SUPPLIED MATERIAL Block Start

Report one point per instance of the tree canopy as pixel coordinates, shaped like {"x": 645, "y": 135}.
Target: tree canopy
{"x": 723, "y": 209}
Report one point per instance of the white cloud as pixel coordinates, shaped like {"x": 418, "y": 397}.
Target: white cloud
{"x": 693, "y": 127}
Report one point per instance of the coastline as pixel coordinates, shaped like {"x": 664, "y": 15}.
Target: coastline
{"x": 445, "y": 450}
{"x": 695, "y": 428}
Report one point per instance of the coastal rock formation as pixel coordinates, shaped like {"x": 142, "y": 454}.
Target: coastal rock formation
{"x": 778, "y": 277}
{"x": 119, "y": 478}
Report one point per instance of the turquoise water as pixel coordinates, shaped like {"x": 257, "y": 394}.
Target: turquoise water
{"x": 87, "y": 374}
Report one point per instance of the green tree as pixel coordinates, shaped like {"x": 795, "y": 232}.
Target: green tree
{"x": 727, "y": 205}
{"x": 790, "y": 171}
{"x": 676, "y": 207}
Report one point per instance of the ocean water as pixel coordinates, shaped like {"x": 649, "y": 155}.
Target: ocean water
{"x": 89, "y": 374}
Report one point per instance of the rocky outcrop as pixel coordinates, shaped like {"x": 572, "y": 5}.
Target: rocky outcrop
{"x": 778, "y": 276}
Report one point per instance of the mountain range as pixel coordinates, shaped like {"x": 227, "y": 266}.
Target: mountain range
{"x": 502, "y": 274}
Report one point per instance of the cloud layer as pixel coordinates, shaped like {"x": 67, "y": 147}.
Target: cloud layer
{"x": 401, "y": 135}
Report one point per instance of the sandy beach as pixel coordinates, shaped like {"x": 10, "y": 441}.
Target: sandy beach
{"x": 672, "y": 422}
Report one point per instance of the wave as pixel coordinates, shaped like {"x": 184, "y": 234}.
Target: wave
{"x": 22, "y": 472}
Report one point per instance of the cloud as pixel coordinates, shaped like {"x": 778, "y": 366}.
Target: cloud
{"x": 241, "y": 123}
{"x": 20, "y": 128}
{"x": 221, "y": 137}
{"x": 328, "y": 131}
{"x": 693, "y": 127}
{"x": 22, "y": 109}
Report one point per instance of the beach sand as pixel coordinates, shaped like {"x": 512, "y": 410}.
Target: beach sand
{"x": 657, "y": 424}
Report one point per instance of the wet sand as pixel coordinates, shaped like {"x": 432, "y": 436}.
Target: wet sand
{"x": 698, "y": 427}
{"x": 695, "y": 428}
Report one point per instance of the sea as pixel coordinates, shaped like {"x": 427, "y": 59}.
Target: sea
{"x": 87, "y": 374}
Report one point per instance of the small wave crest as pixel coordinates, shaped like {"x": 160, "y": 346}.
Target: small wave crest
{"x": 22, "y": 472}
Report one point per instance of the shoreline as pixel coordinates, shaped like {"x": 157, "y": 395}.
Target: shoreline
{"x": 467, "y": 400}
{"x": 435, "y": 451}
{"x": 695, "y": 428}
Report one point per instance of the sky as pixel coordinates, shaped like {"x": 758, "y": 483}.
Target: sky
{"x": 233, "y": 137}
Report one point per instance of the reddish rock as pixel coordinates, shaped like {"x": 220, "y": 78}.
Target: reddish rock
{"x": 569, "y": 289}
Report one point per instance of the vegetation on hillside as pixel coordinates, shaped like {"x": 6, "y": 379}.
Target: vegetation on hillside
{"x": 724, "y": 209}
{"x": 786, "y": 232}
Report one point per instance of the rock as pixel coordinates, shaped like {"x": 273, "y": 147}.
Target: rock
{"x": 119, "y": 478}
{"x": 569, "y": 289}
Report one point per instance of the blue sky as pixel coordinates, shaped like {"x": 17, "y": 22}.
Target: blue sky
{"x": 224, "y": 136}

SUPPLIED MATERIAL Block End

YOUR TASK: The records above need to be transcribed in full. Keep every character unchanged.

WORKED SOLUTION:
Report one point per instance of the tree canopy as pixel coordinates, shaped like {"x": 645, "y": 135}.
Target: tree canopy
{"x": 723, "y": 209}
Report one point per instance of the white cloud as pixel coordinates, shaped like {"x": 418, "y": 397}.
Target: white cloud
{"x": 693, "y": 127}
Report one point per instance of the coastline as pixel coordinates, shaped like {"x": 664, "y": 15}.
Target: coastline
{"x": 445, "y": 450}
{"x": 695, "y": 428}
Report one point per instance of the coastal rock formation as pixel coordinates, shaped like {"x": 142, "y": 454}.
Target: coastal rock formation
{"x": 778, "y": 277}
{"x": 119, "y": 478}
Report one point per instance of the turquoise water as pixel coordinates, shaped like {"x": 257, "y": 394}.
Target: turquoise water
{"x": 87, "y": 374}
Report one point per instance of the green tree as pixel coordinates, shaped like {"x": 795, "y": 232}.
Target: green tree
{"x": 727, "y": 205}
{"x": 790, "y": 171}
{"x": 676, "y": 207}
Report one point per instance of the ocean water as pixel coordinates, shaped like {"x": 649, "y": 155}.
Target: ocean water
{"x": 89, "y": 374}
Report one point per instance of the rocky outcrop as pixel coordinates, shaped like {"x": 572, "y": 5}.
Target: rocky outcrop
{"x": 778, "y": 276}
Report one point per instance of the mountain range as pixel coordinates, shaped like {"x": 227, "y": 266}.
Target: mountain range
{"x": 502, "y": 274}
Report one point per instance of the cloud layer as pixel coordinates, shaped like {"x": 67, "y": 147}.
Target: cloud layer
{"x": 401, "y": 135}
Report one point per instance of the sandy beach as pixel coordinates, shaped like {"x": 10, "y": 441}.
Target: sandy beach
{"x": 672, "y": 422}
Report one point per instance of the wave as pixel coordinates, shaped like {"x": 184, "y": 234}.
Target: wave
{"x": 22, "y": 472}
Report one point per instance of the cloud as pixel coordinates, shaped like {"x": 778, "y": 366}.
Target: cloud
{"x": 241, "y": 123}
{"x": 20, "y": 128}
{"x": 221, "y": 137}
{"x": 328, "y": 131}
{"x": 693, "y": 127}
{"x": 22, "y": 109}
Report one point per instance of the beach sand as pixel coordinates, shaped like {"x": 512, "y": 410}.
Target: beach sand
{"x": 657, "y": 424}
Report one point per instance of the wet sand as pixel coordinates, shaped like {"x": 432, "y": 436}.
Target: wet sand
{"x": 698, "y": 427}
{"x": 695, "y": 428}
Report one point per instance of the sea as pixel coordinates, shaped like {"x": 427, "y": 59}.
Target: sea
{"x": 87, "y": 374}
Report one point per instance of the small wave crest as pixel coordinates, shaped like {"x": 160, "y": 346}.
Target: small wave crest
{"x": 22, "y": 472}
Report one point per instance of the shoreline as pixel coordinates, shaped like {"x": 157, "y": 395}.
Target: shoreline
{"x": 467, "y": 400}
{"x": 435, "y": 451}
{"x": 695, "y": 428}
Report one point per instance of the sky as pixel coordinates, shaped like {"x": 758, "y": 483}.
Target: sky
{"x": 233, "y": 137}
Report one point per instance of the reddish rock as pixel coordinates, shaped like {"x": 220, "y": 78}.
Target: reddish rock
{"x": 569, "y": 289}
Report one point per instance of the vegetation on hillside as pixel coordinates, shaped like {"x": 6, "y": 379}.
Target: vegetation on hillside
{"x": 724, "y": 209}
{"x": 786, "y": 232}
Report one point per instance of the rock as pixel coordinates, shaped like {"x": 273, "y": 147}.
Target: rock
{"x": 119, "y": 478}
{"x": 569, "y": 289}
Report one point per instance of the blue sky as pixel coordinates, shaped like {"x": 17, "y": 22}.
Target: blue sky
{"x": 224, "y": 136}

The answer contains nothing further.